### Aim of the exercise
Please rewrite the records from the line with "Where can you find the glass" up to and including the line with "<point>962,593</point>", swapping "silver suv" for "silver car" and keeping everything else identical. Return only those lines.

### Pointing and labeling entries
· · · · · · ·
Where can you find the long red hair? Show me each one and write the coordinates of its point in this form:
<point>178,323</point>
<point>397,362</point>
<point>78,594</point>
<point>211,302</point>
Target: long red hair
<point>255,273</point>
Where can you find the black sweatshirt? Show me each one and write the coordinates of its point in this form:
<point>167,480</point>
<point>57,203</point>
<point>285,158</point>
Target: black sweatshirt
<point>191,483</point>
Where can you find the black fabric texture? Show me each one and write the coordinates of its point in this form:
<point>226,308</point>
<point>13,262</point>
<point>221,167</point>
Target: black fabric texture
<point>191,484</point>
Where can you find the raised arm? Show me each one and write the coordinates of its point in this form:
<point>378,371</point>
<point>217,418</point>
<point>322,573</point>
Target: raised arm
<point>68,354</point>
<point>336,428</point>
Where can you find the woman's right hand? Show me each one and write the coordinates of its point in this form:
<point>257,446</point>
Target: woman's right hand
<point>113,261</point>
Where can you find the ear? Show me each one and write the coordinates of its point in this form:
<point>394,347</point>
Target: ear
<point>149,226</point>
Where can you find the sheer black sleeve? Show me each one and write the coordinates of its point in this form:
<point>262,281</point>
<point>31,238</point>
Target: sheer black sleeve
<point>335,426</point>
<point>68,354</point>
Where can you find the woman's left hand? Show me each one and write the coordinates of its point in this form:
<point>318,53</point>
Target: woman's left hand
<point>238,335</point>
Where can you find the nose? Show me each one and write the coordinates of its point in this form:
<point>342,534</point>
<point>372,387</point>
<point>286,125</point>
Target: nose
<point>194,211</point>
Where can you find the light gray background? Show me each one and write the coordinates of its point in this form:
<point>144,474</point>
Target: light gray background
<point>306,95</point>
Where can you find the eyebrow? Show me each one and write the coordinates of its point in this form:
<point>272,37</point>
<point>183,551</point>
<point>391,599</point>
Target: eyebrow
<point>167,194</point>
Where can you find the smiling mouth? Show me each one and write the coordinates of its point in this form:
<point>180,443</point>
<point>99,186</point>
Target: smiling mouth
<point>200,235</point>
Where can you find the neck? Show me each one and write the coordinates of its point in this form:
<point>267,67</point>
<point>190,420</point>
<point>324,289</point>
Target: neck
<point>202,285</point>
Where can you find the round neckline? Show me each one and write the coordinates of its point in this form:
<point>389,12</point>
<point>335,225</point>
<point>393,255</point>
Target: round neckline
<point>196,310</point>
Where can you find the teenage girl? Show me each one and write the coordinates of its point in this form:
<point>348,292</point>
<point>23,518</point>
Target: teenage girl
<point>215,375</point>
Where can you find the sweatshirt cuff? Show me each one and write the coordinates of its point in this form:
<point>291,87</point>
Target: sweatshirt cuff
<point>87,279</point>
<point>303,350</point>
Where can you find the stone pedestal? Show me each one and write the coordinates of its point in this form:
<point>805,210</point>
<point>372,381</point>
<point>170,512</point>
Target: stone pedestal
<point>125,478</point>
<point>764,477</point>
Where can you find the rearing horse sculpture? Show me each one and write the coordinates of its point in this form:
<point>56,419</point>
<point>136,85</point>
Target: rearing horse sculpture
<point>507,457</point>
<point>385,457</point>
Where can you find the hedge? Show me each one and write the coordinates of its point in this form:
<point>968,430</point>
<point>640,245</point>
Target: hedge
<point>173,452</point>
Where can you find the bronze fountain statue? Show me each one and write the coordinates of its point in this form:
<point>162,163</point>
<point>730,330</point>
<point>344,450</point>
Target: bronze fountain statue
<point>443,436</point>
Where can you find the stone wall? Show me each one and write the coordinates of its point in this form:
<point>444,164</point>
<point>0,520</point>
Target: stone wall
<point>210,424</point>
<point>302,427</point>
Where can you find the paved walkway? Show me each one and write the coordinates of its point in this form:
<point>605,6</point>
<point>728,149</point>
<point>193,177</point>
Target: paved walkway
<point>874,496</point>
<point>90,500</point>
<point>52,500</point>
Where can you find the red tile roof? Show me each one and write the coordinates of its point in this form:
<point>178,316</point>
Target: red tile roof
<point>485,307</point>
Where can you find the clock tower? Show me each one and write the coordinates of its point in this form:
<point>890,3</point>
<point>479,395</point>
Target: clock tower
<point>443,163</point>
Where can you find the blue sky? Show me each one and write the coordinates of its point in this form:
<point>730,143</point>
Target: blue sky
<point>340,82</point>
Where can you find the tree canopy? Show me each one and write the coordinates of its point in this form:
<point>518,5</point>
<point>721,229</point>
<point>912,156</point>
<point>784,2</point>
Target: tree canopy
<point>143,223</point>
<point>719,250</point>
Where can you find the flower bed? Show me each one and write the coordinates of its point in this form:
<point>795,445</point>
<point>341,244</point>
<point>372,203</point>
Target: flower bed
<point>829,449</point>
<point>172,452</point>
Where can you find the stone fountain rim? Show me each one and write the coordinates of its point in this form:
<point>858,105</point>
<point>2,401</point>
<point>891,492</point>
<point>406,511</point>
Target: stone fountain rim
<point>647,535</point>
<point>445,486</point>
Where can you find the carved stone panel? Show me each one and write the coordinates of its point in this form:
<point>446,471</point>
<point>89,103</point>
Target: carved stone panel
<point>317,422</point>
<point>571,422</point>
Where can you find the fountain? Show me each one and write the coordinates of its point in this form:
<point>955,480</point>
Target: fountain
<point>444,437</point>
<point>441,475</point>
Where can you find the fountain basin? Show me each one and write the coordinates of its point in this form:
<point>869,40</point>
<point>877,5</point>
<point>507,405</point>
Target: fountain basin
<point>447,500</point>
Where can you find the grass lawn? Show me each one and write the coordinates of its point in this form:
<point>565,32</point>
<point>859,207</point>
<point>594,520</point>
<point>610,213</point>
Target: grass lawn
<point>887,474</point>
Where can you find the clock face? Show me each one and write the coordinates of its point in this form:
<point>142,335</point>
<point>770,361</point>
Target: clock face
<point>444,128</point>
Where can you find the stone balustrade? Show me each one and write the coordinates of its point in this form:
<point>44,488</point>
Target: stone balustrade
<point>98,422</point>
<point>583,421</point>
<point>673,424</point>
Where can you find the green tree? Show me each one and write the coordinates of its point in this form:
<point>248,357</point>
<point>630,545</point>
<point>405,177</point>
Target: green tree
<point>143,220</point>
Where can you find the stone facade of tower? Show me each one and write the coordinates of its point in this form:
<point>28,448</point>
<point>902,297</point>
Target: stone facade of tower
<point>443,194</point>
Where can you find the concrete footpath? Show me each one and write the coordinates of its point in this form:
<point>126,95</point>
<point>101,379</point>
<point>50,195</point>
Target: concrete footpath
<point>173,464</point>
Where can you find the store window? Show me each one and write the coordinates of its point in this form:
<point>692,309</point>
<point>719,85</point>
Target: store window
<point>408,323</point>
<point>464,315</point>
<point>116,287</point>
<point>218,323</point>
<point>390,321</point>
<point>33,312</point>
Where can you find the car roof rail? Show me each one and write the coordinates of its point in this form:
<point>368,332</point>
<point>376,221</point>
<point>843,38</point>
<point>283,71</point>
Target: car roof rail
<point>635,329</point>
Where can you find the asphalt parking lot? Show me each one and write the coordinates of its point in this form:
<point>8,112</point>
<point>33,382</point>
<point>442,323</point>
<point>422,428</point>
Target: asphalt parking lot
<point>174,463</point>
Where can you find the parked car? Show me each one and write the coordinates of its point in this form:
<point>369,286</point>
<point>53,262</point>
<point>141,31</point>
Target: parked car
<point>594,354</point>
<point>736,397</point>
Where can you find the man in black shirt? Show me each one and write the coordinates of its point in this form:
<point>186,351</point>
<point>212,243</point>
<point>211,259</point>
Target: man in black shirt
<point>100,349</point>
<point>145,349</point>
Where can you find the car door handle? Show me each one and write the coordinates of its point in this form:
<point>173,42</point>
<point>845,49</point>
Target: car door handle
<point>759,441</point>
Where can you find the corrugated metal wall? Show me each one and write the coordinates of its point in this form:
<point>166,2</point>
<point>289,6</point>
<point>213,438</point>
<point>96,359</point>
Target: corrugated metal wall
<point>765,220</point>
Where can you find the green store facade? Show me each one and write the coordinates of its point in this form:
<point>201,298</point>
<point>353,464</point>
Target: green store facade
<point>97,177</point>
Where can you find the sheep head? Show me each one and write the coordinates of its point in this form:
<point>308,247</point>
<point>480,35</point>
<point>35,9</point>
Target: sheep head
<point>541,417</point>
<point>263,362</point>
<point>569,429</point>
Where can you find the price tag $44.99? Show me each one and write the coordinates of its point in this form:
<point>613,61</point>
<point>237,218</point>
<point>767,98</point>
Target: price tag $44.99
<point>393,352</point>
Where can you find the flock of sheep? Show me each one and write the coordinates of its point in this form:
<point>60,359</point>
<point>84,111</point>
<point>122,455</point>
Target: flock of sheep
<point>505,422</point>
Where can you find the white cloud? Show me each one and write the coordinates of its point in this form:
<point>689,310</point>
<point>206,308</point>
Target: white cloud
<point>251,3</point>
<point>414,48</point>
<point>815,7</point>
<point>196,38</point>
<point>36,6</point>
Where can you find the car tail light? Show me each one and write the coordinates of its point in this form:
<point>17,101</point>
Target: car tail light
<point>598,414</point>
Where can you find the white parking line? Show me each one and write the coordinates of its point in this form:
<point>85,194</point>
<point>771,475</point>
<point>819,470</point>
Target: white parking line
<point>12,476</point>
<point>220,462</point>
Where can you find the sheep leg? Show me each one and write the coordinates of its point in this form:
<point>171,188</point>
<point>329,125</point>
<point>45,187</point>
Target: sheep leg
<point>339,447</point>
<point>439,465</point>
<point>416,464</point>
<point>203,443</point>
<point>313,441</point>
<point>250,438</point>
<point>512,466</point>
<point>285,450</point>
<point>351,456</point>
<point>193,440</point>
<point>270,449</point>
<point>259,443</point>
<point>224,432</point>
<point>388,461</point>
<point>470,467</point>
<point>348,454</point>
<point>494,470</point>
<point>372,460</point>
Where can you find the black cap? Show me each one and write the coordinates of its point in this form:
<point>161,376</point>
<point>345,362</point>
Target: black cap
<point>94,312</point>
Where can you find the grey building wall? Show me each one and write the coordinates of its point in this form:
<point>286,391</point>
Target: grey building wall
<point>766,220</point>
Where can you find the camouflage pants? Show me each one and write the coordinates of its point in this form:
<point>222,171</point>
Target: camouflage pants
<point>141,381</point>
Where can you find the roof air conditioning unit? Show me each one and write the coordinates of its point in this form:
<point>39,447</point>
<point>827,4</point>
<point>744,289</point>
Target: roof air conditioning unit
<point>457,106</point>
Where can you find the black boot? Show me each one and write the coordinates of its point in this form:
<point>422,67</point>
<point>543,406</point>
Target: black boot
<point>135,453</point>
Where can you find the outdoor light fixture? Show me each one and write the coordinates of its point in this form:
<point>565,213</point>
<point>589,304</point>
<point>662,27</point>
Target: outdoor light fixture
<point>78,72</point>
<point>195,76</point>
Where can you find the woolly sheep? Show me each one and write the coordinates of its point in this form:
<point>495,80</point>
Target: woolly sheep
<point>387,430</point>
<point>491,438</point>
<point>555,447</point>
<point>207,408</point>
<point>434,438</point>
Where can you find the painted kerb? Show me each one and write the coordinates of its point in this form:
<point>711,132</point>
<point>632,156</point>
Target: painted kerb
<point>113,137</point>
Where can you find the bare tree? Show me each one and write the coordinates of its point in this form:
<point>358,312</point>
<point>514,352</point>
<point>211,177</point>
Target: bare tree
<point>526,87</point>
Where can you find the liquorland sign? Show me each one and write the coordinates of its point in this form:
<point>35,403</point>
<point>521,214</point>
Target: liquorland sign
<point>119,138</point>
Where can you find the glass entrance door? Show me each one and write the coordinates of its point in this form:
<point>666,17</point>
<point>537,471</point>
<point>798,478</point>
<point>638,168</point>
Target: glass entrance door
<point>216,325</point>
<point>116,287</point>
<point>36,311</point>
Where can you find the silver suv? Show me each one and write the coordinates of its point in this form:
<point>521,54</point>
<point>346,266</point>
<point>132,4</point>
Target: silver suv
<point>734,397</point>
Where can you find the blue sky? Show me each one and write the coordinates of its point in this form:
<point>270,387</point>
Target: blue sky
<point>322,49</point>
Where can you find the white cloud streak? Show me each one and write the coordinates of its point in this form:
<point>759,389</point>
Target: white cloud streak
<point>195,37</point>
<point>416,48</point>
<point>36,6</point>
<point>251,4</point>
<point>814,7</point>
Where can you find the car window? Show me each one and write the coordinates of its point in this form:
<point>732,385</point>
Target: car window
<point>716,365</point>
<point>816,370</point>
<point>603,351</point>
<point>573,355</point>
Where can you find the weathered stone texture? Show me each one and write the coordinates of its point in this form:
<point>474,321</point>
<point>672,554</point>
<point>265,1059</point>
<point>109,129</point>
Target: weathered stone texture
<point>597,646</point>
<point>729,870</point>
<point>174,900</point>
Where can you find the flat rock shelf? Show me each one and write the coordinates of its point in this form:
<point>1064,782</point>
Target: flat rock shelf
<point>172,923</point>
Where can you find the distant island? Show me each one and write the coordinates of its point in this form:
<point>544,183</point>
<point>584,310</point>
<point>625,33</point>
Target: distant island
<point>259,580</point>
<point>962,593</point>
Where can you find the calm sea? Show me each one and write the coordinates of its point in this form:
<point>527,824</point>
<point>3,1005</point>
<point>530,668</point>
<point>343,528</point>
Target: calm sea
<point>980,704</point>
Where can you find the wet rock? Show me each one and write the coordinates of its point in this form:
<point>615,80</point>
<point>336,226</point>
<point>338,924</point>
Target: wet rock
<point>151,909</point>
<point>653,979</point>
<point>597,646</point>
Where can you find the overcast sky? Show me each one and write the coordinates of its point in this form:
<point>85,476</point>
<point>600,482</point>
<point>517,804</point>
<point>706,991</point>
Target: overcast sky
· · · · · · ·
### Task solution
Where can you find the glass entrance door? Show me each one and write the coordinates of its point in this form:
<point>666,17</point>
<point>537,471</point>
<point>798,478</point>
<point>638,168</point>
Target: glass entrance door
<point>216,325</point>
<point>116,287</point>
<point>36,311</point>
Where can you find the silver car? Show me each one and write the coordinates of its point in this form:
<point>521,54</point>
<point>346,266</point>
<point>132,4</point>
Target: silver car
<point>734,397</point>
Where can you find the blue sky? Show me each one and write the coordinates of its point in this form:
<point>270,387</point>
Target: blue sky
<point>322,49</point>
Where can you find the white cloud streak? Show me each one and write the coordinates of its point in this form:
<point>759,389</point>
Target: white cloud streak
<point>195,37</point>
<point>416,48</point>
<point>36,6</point>
<point>251,4</point>
<point>814,7</point>
Where can you find the car window? Show me each one and write the coordinates of its point in this form:
<point>732,385</point>
Target: car window
<point>716,365</point>
<point>816,370</point>
<point>603,351</point>
<point>573,355</point>
Where can you find the weathered stone texture? Show me each one and write the coordinates of its point in this form:
<point>474,321</point>
<point>672,554</point>
<point>265,1059</point>
<point>109,129</point>
Target: weathered stone texture
<point>597,646</point>
<point>729,870</point>
<point>174,900</point>
Where can you find the flat rock shelf? Show me each one and write the coordinates of its point in this form:
<point>1064,782</point>
Target: flat rock shelf
<point>172,923</point>
Where can you find the distant island? Show me each one and write the coordinates of its point in this form:
<point>544,183</point>
<point>584,310</point>
<point>625,33</point>
Target: distant island
<point>259,580</point>
<point>962,593</point>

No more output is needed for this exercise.